---- INPUT FOR THIS TASK

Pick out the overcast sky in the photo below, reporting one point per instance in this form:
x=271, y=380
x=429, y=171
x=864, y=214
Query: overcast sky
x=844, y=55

--------
---- INPUT FOR THIS TASK

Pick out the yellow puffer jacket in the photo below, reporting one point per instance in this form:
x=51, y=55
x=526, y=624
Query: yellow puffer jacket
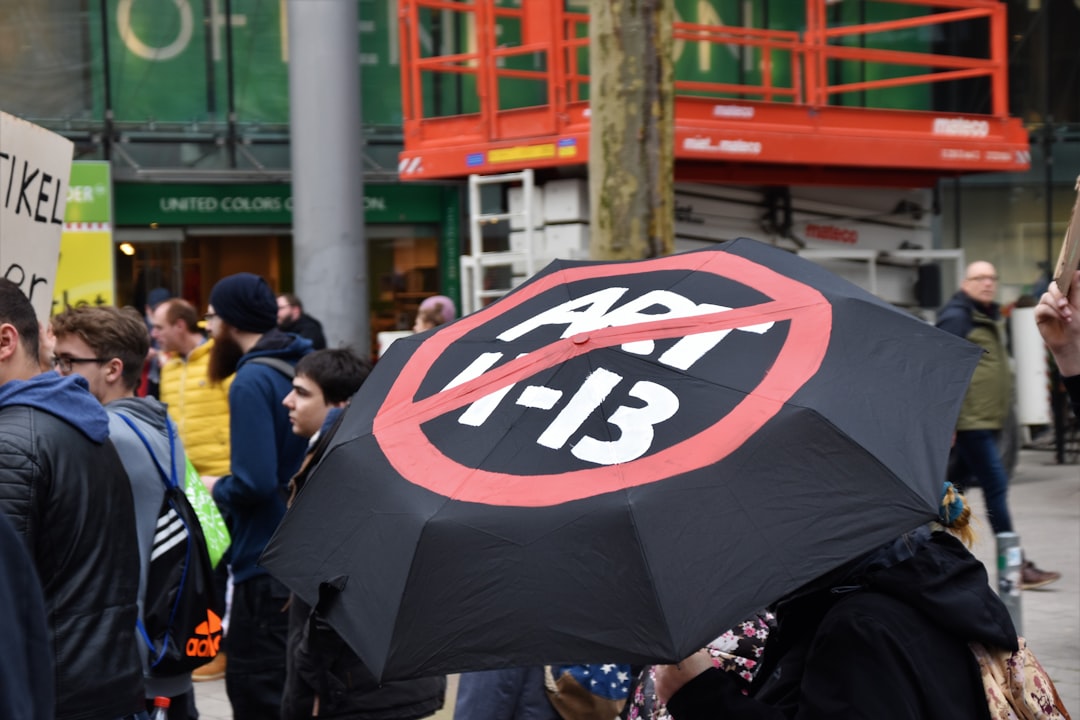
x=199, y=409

--------
---- INPUT FOR THIS TASK

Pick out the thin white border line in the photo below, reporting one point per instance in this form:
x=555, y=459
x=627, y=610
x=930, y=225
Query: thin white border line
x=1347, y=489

--------

DIRECTIVE - Please repeat the material word for word, from the line containing "Pick out the overcast" up to and including the line containing "x=844, y=55".

EXERCISE ANSWER -
Pick out the overcast sky in the photo below, reporting one point per instance in this form:
x=271, y=380
x=429, y=171
x=864, y=214
Query: overcast sky
x=844, y=55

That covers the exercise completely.